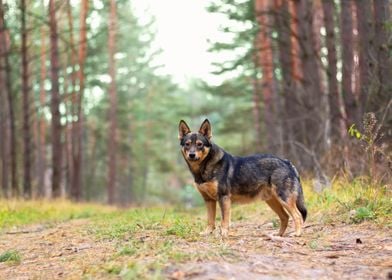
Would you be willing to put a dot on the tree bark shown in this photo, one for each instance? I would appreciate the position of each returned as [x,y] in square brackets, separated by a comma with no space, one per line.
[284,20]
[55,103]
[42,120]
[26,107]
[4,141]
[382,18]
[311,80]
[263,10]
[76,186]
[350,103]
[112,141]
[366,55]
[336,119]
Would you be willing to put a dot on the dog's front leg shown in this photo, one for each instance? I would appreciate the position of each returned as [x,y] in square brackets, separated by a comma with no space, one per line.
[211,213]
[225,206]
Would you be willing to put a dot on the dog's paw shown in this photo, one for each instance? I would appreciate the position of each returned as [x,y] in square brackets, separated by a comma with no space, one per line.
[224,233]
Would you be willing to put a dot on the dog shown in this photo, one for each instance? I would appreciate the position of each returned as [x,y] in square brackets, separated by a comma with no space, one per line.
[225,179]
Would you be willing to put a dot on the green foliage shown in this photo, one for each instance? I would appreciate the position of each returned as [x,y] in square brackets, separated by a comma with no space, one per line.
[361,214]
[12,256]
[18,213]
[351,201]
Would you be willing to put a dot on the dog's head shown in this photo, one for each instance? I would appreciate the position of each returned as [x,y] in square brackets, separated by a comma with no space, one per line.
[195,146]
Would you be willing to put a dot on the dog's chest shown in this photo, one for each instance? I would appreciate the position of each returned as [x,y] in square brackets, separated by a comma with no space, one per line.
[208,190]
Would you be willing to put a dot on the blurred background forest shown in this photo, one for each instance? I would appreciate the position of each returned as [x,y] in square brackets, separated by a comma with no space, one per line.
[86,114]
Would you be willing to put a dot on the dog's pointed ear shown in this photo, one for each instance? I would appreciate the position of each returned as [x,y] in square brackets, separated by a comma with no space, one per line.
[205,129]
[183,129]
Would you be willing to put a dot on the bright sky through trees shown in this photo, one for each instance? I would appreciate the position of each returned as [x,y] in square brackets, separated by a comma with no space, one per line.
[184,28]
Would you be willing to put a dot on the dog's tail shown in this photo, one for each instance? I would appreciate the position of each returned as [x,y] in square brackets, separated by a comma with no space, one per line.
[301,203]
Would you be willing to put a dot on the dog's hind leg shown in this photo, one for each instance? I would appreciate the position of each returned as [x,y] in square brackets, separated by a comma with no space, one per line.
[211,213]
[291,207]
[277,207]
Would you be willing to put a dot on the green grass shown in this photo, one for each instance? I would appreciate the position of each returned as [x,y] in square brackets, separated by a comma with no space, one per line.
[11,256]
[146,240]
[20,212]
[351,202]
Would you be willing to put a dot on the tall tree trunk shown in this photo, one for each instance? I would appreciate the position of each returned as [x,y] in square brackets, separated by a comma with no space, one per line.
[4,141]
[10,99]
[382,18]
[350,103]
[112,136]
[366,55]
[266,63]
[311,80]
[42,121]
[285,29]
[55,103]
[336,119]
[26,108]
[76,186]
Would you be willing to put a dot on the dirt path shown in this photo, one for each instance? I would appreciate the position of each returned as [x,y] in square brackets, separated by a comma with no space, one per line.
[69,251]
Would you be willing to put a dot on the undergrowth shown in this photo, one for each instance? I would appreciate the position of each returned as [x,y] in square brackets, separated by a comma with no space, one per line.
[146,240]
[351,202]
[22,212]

* * *

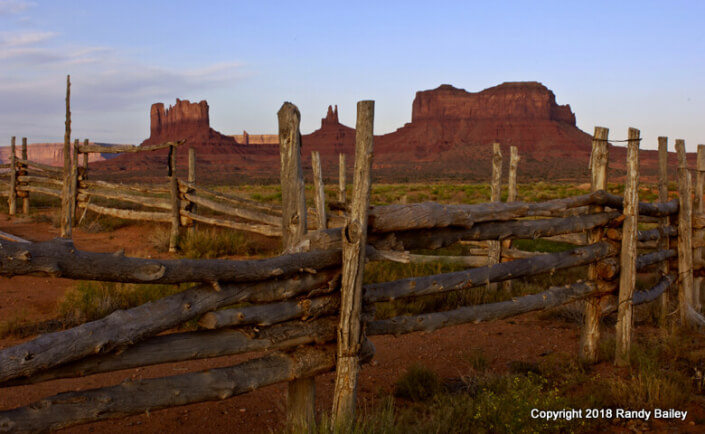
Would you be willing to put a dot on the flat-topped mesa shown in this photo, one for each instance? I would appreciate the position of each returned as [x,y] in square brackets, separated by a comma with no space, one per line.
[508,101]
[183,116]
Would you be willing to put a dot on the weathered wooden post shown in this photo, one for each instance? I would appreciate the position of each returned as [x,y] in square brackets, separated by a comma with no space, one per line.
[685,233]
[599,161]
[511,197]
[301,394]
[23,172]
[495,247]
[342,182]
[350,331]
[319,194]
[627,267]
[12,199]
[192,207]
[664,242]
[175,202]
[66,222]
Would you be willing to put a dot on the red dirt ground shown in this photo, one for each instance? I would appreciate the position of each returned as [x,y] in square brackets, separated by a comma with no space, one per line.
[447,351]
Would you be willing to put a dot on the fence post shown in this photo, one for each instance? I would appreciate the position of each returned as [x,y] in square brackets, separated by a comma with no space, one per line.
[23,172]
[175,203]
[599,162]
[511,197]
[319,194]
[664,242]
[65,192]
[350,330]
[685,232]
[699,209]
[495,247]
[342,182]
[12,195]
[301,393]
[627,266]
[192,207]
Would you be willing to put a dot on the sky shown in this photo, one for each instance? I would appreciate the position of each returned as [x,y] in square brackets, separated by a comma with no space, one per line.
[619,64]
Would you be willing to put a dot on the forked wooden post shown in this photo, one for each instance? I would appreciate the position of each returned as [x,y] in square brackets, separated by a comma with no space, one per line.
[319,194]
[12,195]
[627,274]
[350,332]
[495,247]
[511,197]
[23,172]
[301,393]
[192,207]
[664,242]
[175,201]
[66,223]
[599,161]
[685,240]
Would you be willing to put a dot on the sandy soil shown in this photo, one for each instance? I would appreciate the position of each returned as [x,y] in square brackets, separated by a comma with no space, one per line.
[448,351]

==

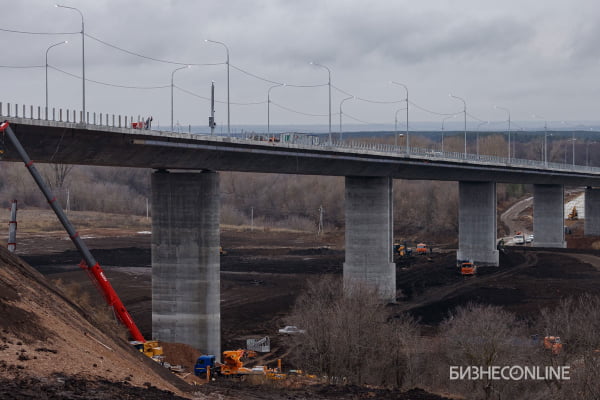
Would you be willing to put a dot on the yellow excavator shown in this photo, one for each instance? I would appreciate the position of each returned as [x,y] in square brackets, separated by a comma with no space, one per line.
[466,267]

EXERCISE REQUIREMENTS:
List each line of the records that contains the word "green".

CORRECT ANSWER:
Would you be willing to put a dot on the green foliage shown in this photo, one for each instance? I would appreciate the position of each returned as [x,y] in square brackets, separated by a comma with no space, one per line.
Would you be willing to put a dot on the green grass shown in this photo, one for each instance? I would appreciate the position of each returned as [x,y] in square brackets, separated by a comma with no space, one per line.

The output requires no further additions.